> **Exercises**
A: Using the passage on power conditioning, answer each question on its own line:
(i) What boost ratio is given as an example for the bi-directional DC-DC converter?
(ii) What happens to excess electrical power when local loads are not high enough to use all of it?
(iii) Which figure shows an exemplary embodiment of waste heat recovery system 108?
B: Output the stretch of the passage on power conditioning from "As discussed previously, CCHP" through "distribution system 156.", copied word for word.

> **Selected passage**
----------------

Returning to FIG. 2, power conditioning module 128 receives variable DC electrical energy produced by power generation module 124 and outputs conditioned DC or AC power, depending on the desired application of the output power. In an embodiment, power conditioning module 128 converts variable, low-voltage DC power from the power generation module 124 using a highly efficient, high boost ratio (e.g., >5:1), variable low voltage input, bi-directional DC-DC converter connected to a highly efficient bidirectional inverter connected to the electrical grid. An example of a highly efficient, high boost ratio, bi-directional DC-DC converter is found in Applicants' co-pending application entitled, “Power Conversion System with a Dc to Dc Boost Converter”, U.S. Provisional Application Ser. No. 61/781,965 filed on Mar. 14, 2013, which is incorporated by reference for its discussion of the same. Power conditioning module 128 may also be designed and configured to provide conditioned power to the structure, for example, for residential uses. In another embodiment, power conditioning module 128 conditions power for both local loads, e.g., battery-powered cars, battery strings, other residential or light commercial loads, and for the electric grid. In this embodiment, if local loads are not high enough to use all of the power produced by the power generation module 124, the excess electrical power is conditioned for input to the electric grid.

As discussed previously, CCHP system 100 includes a waste heat recovery system 108, an exemplary embodiment of which is shown in FIG. 6. Waste heat recovery system 108 includes a thermal management module 144, a burner module 148, a cooling system 152, and a distribution system 156.

----------------

> **Listed records**
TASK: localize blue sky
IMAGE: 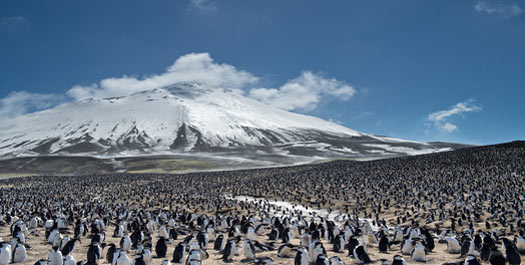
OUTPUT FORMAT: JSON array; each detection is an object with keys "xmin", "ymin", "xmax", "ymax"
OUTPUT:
[{"xmin": 0, "ymin": 0, "xmax": 525, "ymax": 144}]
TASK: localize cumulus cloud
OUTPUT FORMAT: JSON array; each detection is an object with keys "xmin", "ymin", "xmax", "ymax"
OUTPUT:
[
  {"xmin": 248, "ymin": 71, "xmax": 356, "ymax": 111},
  {"xmin": 0, "ymin": 16, "xmax": 30, "ymax": 32},
  {"xmin": 190, "ymin": 0, "xmax": 219, "ymax": 12},
  {"xmin": 427, "ymin": 99, "xmax": 481, "ymax": 132},
  {"xmin": 0, "ymin": 53, "xmax": 356, "ymax": 118},
  {"xmin": 474, "ymin": 2, "xmax": 522, "ymax": 18},
  {"xmin": 67, "ymin": 53, "xmax": 258, "ymax": 100},
  {"xmin": 0, "ymin": 91, "xmax": 65, "ymax": 119}
]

----------------

> **Answers per task**
A:
(i) Greater than 5:1.
(ii) It is conditioned for input to the electric grid.
(iii) FIG. 6.

B:
As discussed previously, CCHP system 100 includes a waste heat recovery system 108, an exemplary embodiment of which is shown in FIG. 6. Waste heat recovery system 108 includes a thermal management module 144, a burner module 148, a cooling system 152, and a distribution system 156.